* Исходный текст
::::

Стендаль отворачивается от зеркала, С его внешностью дело безнадежное, он знает это с юности. Тут не поможет даже тот чародей-портной, что соорудил ему скрытый корсет, подпирающий кверху висячий живот, и сшил эти отличные панталоны из лионского шелка, скрывающие его смешную коротконогость; не поможет ни средство для волос, возвращающее давно поседевшим бакенбардам каштановый цвет молодости, ни изящный парик, прикрывающий лысый череп, ни расшитый золотом консульский вицмундир, ни гладко отполированные, сверкающие ногти. Конечно, эти приемы и приемчики едва-едва приглаживают и припомаживают его безобразие, прикрывая тучность и одряхление, но вот ни одна женщина на бульваре не обернется ему вслед, ни одна не будет в экстазе смотреть ему в глаза, как мадам де Реналь его Жюльену или мадам де Шастелле его Люсьену Левену. Нет, никогда не обращали они на него внимания, даже когда он был юным лейтенантом; не то что теперь, когда душа заплыла жиром и старость бороздит лоб морщинами. Кончено, пропало! С таким лицом не видать счастья у женщин, а другого счастья нет!

Итак, остается одно: быть умным, ловким, притягательно-остроумным, интересным, чтобы внутренние достоинства отвлекали внимание от наружности, нужно ослеплять и обольщать неожиданностью и красноречием: "les talents peuvent consoler de l'absence de la beaute" – "гибкость ума может заменить красоту". При столь несчастной наружности на женщин надо действовать умом; надо распалять их любопытство в тончайших его нервных разветвлениях, раз не можешь подействовать на их чувства эстетически. Держаться меланхолически с сентиментальными и цинично с фривольными, а иногда и наоборот, быть начеку, проявлять неизменное остроумие. "Amusez une femme et vous l'aurez" [124]124
   «Сумейте занять женщину, и она будет вашей» (франц.).


[Закрыть]
. Умно пользоваться каждой слабостью, каждой минутой скуки, притворяться пылким, когда ты холоден, и холодным, когда пылаешь, поражать переменами, запутывать ловкими ходами, все время показывать, что ты не такой, как другие. И прежде всего не упускать ни одного шанса, не бояться неуспеха, ибо порою женщины забывают даже, какое лицо у мужчины, – ведь поцеловала же Титания в одну странную летнюю ночь ослиную голову.

Стендаль надевает модную шляпу, берет в руки желтые перчатки и пробует перед зеркалом свою насмешливо-холодную улыбку. Да, таким он должен явиться сегодня вечером у мадам де Т. – насмешливым, циничным, дерзко-непринужденным и холодным, как лед; надо поразить, заинтересовать, ослепить; надо заслонить эту возмутительную физиономию словами, будто маской. Только поразить нужно сильно, сразу, с первой минуты, привлечь к себе внимание; это лучшее, что можно сделать, – скрыть внутреннюю слабость под костюмом бретера и наглеца.

Спускаясь с лестницы, он обдумывает план эффектного выступления: он прикажет лакею доложить о себе, как о коммерсанте Сезаре Бомбе, и только тогда войдет в салон; он изобразит громкоголосого говоруна, торговца шерстью, никому не даст и слова произнести, будет говорить блестяще и нагло о своих предприятиях до тех пор, пока смешливое любопытство не обратится на него одного и женщины не освоятся с его лицом. Потом фейерверк анекдотов, остроумных и соленых, способных привести их в возбуждение, потом темный уголок, который скроет недостатки его внешности, два-три стакана пунша. И, может быть, может быть, к полуночи дамы признают, что он все-таки мил.

::::

* Задание A
Перепишите из текста о Стендале всё, начиная со слов «Стендаль надевает модную» и вниз до слов «бретера и наглеца.», подставив «серые перчатки» вместо «желтые перчатки».
* Задание B
Назовите всех женщин, которые упомянуты в тексте о Стендале по имени или по сокращенному имени.
* Задание C
Ответьте по тексту о Стендале:
(i) Из какого шелка сшиты его панталоны?
(ii) Под каким именем он собирается велеть лакею доложить о себе?
(iii) Сколько стаканов пунша входит в его план?

::::

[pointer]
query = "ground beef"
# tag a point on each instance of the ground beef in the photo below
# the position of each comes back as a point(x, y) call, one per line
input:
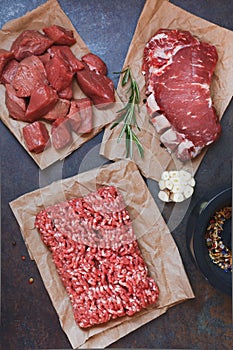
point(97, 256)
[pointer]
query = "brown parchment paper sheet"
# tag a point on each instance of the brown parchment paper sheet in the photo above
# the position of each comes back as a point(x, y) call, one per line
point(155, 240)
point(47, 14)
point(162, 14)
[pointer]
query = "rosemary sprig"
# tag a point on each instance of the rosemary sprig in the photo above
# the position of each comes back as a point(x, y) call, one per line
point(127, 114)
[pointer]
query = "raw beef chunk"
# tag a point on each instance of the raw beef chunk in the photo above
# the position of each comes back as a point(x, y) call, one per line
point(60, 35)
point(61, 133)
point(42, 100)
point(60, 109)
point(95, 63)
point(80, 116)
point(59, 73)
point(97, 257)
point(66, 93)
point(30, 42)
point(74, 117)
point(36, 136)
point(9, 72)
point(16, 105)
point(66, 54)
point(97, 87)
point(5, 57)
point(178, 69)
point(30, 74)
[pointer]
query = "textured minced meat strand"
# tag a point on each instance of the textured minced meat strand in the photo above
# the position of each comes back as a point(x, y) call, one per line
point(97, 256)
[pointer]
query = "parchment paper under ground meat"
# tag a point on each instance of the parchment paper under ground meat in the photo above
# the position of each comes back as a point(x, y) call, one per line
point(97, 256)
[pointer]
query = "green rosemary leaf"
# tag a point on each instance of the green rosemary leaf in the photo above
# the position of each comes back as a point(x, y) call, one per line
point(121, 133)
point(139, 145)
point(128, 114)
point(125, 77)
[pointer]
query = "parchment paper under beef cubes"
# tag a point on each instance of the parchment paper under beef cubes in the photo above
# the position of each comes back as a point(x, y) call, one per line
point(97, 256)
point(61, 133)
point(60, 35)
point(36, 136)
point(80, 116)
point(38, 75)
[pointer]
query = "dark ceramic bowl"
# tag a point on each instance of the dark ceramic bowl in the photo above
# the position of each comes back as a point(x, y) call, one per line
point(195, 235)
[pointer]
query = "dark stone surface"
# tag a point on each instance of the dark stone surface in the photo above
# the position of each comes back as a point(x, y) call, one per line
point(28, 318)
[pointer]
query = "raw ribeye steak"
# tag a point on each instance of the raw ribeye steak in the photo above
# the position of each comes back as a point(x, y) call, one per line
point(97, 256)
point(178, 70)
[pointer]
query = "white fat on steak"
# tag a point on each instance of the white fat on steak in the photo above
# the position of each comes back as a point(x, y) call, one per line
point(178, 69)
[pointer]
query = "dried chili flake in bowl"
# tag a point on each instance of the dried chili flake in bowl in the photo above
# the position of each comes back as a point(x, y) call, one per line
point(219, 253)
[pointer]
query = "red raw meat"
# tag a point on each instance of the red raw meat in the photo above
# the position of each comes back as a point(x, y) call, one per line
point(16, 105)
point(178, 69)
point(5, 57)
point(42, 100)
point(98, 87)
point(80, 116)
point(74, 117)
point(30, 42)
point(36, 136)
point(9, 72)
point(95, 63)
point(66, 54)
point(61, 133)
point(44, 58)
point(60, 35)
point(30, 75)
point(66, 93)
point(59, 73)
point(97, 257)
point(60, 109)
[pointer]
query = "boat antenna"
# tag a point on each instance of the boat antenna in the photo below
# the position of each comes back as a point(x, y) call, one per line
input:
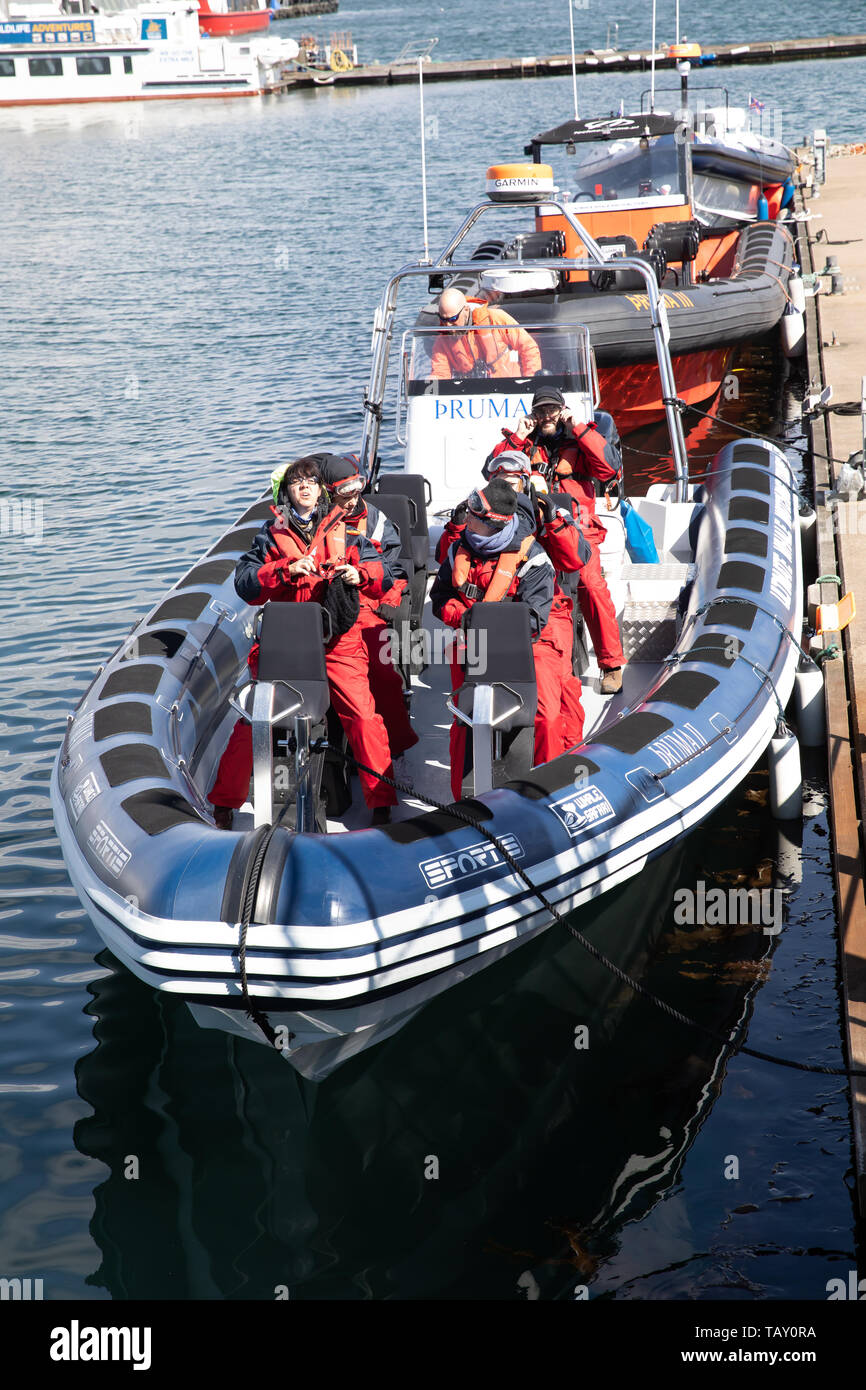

::::

* Ответ A
Стендаль надевает модную шляпу, берет в руки серые перчатки и пробует перед зеркалом свою насмешливо-холодную улыбку. Да, таким он должен явиться сегодня вечером у мадам де Т. – насмешливым, циничным, дерзко-непринужденным и холодным, как лед; надо поразить, заинтересовать, ослепить; надо заслонить эту возмутительную физиономию словами, будто маской. Только поразить нужно сильно, сразу, с первой минуты, привлечь к себе внимание; это лучшее, что можно сделать, – скрыть внутреннюю слабость под костюмом бретера и наглеца.

* Ответ B
мадам де Реналь
мадам де Шастелле
Титания
мадам де Т.

* Ответ C
(i) Из лионского шелка.
(ii) Под именем коммерсанта Сезара Бомбе.
(iii) Два-три стакана.